> _REQUIRED WORK_:
Rewrite the rows below with "boy's" replaced by "child's" wherever it appears, leaving everything else unchanged.

> _INPUT ROWS_:

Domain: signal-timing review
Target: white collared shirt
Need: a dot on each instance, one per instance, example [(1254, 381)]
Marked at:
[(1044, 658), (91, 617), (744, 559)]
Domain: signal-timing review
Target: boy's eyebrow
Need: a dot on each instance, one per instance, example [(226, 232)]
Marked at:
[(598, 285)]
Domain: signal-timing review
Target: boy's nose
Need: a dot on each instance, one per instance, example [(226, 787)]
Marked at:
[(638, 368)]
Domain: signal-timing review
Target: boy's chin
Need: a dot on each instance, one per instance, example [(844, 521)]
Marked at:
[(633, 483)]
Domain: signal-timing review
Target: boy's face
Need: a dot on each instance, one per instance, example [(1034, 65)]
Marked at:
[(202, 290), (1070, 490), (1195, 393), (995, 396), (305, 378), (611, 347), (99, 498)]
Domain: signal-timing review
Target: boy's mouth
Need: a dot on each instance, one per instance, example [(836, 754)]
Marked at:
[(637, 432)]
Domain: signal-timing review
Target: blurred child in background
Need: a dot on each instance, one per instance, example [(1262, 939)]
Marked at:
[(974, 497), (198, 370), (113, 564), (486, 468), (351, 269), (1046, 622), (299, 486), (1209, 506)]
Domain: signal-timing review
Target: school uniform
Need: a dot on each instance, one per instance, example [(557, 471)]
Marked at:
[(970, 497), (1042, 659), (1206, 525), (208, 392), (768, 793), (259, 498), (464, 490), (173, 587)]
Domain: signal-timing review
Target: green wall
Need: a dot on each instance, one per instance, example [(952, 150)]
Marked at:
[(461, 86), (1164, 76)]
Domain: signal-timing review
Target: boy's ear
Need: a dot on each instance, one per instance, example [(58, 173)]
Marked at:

> _THE OUTPUT_:
Domain: signal-timing review
Target: white collared shirt
Need: a dot on each instance, one per instance, example [(1254, 381)]
Marked at:
[(1044, 658), (91, 617), (744, 559)]
Domain: signal-timing review
Target: child's eyebrow
Need: a dot on each instance, one per instance, example [(226, 232)]
Marked at:
[(598, 285)]
Domain: signal-timing review
Target: child's nose
Need: a dot on each instance, one per instance, example [(226, 787)]
Marked at:
[(638, 368)]
Domain: signal-timing review
Target: child's chin
Need: a dot on each instance, one per instance, example [(844, 521)]
Marked at:
[(633, 483)]
Domain: signal-timing review
Target: child's face
Need: a dot on each instance, one per instance, example [(1034, 65)]
Marked at:
[(202, 290), (1070, 490), (1195, 393), (995, 396), (305, 378), (611, 347), (99, 498)]
Domain: signal-timing review
Target: child's mouth
Need: a dot on each instance, one per instance, example [(836, 754)]
Marked at:
[(637, 432)]
Domain: signal-timing review
Target: blurred child in background
Need: a dot on each instance, one per instance, example [(1262, 939)]
Marked at:
[(974, 497), (198, 370), (113, 564), (486, 468), (351, 269), (1046, 622), (299, 486), (1209, 506)]
Domain: signal-timing review
Target: school uniform
Need: a dot on each instance, one per instance, example [(557, 471)]
Marked at:
[(970, 497), (1042, 659), (1206, 525), (208, 392), (768, 793), (259, 498), (464, 490), (173, 587)]
Domain: signal-timing review
Target: green wall
Need: a dot on each instance, one per instance, example [(952, 150)]
Marked at:
[(461, 86), (1164, 76)]
Domain: signal-timing review
Target: child's ear
Need: a dot on each instance, one per instance, example [(58, 173)]
Marked at:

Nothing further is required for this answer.